• [Task directions]
No pictures belong in the answer. Repeat all the entries exactly.

• [Referring expression pointing data]
"""
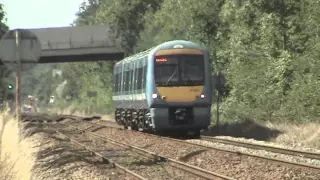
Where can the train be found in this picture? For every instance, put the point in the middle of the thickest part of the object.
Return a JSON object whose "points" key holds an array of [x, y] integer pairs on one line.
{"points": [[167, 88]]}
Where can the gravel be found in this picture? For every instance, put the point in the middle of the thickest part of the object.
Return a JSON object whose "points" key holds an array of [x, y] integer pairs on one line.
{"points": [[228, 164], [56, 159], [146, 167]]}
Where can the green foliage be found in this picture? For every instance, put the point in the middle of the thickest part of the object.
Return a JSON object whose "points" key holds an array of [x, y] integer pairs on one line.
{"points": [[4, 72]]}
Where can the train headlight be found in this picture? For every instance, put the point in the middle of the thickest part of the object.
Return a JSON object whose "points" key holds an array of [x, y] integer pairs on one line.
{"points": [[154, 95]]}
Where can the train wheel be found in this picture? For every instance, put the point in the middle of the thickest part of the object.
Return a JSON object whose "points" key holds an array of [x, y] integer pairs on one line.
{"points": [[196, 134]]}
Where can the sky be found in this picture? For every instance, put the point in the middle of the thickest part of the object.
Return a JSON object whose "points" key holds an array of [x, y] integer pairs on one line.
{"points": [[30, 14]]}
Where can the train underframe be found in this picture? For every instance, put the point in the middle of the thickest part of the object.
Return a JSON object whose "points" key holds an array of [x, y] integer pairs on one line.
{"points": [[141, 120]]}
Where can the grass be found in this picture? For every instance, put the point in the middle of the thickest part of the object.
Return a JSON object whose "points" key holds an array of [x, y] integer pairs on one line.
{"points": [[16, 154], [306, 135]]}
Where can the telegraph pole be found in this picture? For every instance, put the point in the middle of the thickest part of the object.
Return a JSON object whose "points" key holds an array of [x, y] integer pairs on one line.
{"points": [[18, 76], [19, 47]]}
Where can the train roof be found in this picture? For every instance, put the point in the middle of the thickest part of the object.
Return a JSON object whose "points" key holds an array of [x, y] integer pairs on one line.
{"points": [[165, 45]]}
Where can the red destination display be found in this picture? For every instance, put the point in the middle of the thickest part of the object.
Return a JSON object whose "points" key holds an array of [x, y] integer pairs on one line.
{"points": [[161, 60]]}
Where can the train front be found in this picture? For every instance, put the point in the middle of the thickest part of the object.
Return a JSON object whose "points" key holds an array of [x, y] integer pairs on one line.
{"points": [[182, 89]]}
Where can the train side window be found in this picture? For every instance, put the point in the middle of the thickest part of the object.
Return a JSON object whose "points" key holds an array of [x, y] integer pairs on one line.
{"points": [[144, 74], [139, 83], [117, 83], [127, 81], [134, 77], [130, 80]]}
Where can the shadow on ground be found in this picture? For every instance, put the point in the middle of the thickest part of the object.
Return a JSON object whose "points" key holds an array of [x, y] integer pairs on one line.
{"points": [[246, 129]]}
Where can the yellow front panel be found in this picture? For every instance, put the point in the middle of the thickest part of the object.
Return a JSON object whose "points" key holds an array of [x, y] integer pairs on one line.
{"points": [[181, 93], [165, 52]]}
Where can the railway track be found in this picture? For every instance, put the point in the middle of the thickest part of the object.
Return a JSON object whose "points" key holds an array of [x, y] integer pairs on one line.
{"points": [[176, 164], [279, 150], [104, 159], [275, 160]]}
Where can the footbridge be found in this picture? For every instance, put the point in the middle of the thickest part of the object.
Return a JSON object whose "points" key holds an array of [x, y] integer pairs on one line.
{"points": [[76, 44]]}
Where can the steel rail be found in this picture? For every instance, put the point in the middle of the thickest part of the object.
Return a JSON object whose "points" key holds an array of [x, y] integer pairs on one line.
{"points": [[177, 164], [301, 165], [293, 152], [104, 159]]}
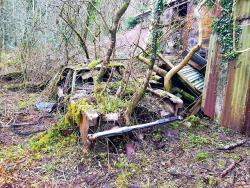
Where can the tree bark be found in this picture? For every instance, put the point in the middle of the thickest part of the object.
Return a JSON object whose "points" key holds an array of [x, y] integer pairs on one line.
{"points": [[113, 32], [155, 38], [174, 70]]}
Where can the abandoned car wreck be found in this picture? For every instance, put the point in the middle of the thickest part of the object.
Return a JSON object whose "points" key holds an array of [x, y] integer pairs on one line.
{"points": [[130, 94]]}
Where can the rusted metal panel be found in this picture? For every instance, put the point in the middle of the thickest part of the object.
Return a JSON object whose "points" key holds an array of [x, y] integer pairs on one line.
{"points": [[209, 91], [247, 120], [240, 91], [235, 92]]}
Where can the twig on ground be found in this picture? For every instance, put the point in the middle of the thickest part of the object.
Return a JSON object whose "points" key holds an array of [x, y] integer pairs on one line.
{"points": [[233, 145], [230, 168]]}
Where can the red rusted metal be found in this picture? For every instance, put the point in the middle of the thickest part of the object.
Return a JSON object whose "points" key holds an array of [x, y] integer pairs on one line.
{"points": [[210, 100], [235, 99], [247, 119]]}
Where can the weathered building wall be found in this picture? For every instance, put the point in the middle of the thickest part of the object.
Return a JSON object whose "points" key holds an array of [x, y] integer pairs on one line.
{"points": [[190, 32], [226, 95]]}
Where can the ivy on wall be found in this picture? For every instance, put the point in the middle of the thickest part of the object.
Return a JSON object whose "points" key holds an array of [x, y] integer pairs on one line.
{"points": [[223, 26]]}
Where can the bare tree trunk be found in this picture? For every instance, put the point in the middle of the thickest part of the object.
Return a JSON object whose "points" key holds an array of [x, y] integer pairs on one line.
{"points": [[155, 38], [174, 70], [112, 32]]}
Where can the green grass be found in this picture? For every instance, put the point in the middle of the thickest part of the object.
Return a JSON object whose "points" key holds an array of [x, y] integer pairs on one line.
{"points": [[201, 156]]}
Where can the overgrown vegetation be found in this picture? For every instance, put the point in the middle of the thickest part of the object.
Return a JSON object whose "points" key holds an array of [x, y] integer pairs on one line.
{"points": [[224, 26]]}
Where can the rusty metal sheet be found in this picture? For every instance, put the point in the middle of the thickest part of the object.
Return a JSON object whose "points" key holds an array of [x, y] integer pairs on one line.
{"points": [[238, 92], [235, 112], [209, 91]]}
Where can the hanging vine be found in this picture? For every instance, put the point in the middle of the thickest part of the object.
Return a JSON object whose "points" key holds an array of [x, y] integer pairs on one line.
"""
• [Exercise response]
Where can the train be found in this picture? For every instance, put the point in the middle of the thickest part of the object.
Return a JSON object whose "points" key holds an array of [x, y] integer pairs on one line.
{"points": [[167, 88]]}
Where can the gravel be found in this picture? For every instance, put the point in the middle of the thickest part of the object.
Return a JSON object whose "points" key holds an array of [x, y] integer pairs on one line.
{"points": [[228, 164], [56, 159], [146, 167]]}
Where can the green foliage be found in this picture? For every instance, put the point in the middle of the thickest part of the object.
Return a JSON object whose "points" key holds an array of [x, y] integer pairs on one line.
{"points": [[4, 72]]}
Where can the train headlight be found in this picture? For every instance, put the point in the middle of the thickest part of the object.
Return a JSON object whose "points" key holds an array of [x, y] integer pairs on one line.
{"points": [[154, 95]]}
Where can the train wheel be found in this picture? For every instance, put the point in the middle of the thickest part of the object.
Return a JSON object whose "points" key holds an array of [x, y] integer pairs on one line.
{"points": [[196, 134]]}
Where can the sky be found in this picture? For every instance, put the point in the middle of the thickest part of the object.
Return a JSON object whose "points" key holds an array of [x, y] integer pairs on one line.
{"points": [[30, 14]]}
Where can the train underframe be found in this picture? For every instance, put the point in the middle of the thickest part of the object.
Return a JSON object whose "points" key holds an array of [x, y] integer pairs on one line.
{"points": [[141, 120]]}
Where can the grass be found in this picture? For every instance, put the point in the middle of the thickest part of the object.
Return a JSON object whose "points" key holds an array of [x, y] integer pairs on one line.
{"points": [[16, 154], [306, 135]]}
Where can the telegraph pole be found in this picture? For every instance, put the point in the middle of the thickest part of the object.
Return a JSON object whose "points" key holds an array of [x, y] integer pairs on one line.
{"points": [[18, 76], [19, 47]]}
Where can the train roof be found in this picture? For every instance, put the point in the middle of the thickest part of the object.
Return a JSON object whose "points" key holds an array of [x, y] integer pairs on one line.
{"points": [[165, 45]]}
Where can the red destination display be found in this picture? For every instance, put the point in the middle of the thickest part of the object.
Return a JSON object whose "points" key holds an array of [x, y] integer pairs on one line.
{"points": [[161, 60]]}
Where can the train front be found in this picture? For every instance, put the point in the middle of the thickest part of the object.
Return a JSON object whose "points" key holds an array of [x, y] integer pairs on one line.
{"points": [[182, 89]]}
Where can the train side window be found in this picture? For every instance, put the point in the middle of the thickest part of the object.
Return a JSON object whose "points" key holds an array of [x, y] integer pairs on one line.
{"points": [[144, 74], [139, 83], [117, 83], [127, 81], [134, 77], [130, 80]]}
Where can the shadow on ground be found in this picture? For every instance, put the point in the middle of the thickest part of the object.
Return a JSON object whose "points" key holds an array of [x, y] integer pairs on one line.
{"points": [[246, 129]]}
Where can the yellow front panel be found in this picture? For every instance, put the point in the middle of the thickest part of the object.
Return a JSON object whose "points" key holds an array of [x, y] integer pairs on one line.
{"points": [[181, 93], [165, 52]]}
Where can the railway track be found in this picture? For every instance, put the point in the middle of the thickest part of the object.
Return a JSON object whose "points" key holds an array of [x, y] integer pairs on one line.
{"points": [[176, 164], [279, 150], [104, 159], [275, 160]]}
Where can the footbridge be found in this picture? For every instance, put the point in the middle of the thickest part of the object.
Return a JSON object whose "points" key holds an array of [x, y] integer pairs on one line.
{"points": [[76, 44]]}
Where can the steel rail be found in this picture? For every instance, put the point in the middle of the thickest part of the object.
Return a JSON object whose "points" key holds an array of [x, y] integer pairs on one line.
{"points": [[177, 164], [301, 165], [293, 152], [104, 159]]}
Where can the tree bark be found in this picture? For every instance, put the point in the middle of the thickest part of the object.
Return a JSON object whose "points" key holds an array of [x, y] integer pairs on one line.
{"points": [[113, 32], [155, 38], [174, 70]]}
Where can the abandoned car wreck be found in this picture? For every instance, put the point in the middle of the thickest part of the object.
Return a JSON object whose "points" key holds an array of [x, y] integer pairs on one line.
{"points": [[130, 94]]}
Where can the rusted metal panel be found in this picture? For every instance, put the point in the middle of the thickest part of the object.
Return a JSON object whose "points" key holds an array of [x, y] integer pairs on one line.
{"points": [[209, 91], [247, 120], [240, 91], [235, 92]]}
Where can the twig on ground be found in this picture? For every instance, put the point in the middle of the thickest part of the object.
Return a JSON object whose "points" key holds an array of [x, y] integer pairs on one line.
{"points": [[233, 145], [230, 168]]}
Where can the red rusted metal be found in this picture? For every instance, put the point in the middle of the thickest part of the object.
Return a JSON object whose "points" key holds an array of [x, y] integer pairs on one line.
{"points": [[210, 100], [235, 99], [247, 119]]}
Where can the weathered building wall be found in this picture? For every instance, put the point in the middle of the thickest part of the object.
Return a JSON object whose "points" key holds an array of [x, y] integer pairs on one line.
{"points": [[190, 32], [226, 95]]}
Where can the ivy on wall be found in this picture? For every instance, put the point in the middle of the thickest part of the object.
Return a JSON object whose "points" key holds an array of [x, y] integer pairs on one line.
{"points": [[223, 26]]}
Where can the bare tree trunk be found in this picture? For every instance, put the point in the middle of the thickest part of the object.
Return a JSON object whose "points" key holds an array of [x, y] integer pairs on one line.
{"points": [[155, 38], [174, 70], [112, 32]]}
Where can the green grass be found in this picture? For every instance, put the point in the middle of the thickest part of the object.
Return a JSON object whose "points" key holds an array of [x, y] integer pairs on one line.
{"points": [[201, 156]]}
Where can the overgrown vegetation be found in this picture? For every instance, put the point in the middle of the thickest part of the object.
Return a JSON object whose "points" key holds an array of [x, y] integer pairs on one line.
{"points": [[224, 26]]}
Where can the rusty metal sheet be found in this picture? For every instance, put the point in the middle of the thickest part of the object.
Return a JSON object whose "points" key holds an array of [x, y] integer pairs on one line.
{"points": [[238, 92], [235, 112], [209, 91]]}
Where can the hanging vine be found in this picture? For every instance, put the point in the middle of the thickest part of the object.
Return a JSON object whose "points" key holds an array of [x, y] integer pairs on one line.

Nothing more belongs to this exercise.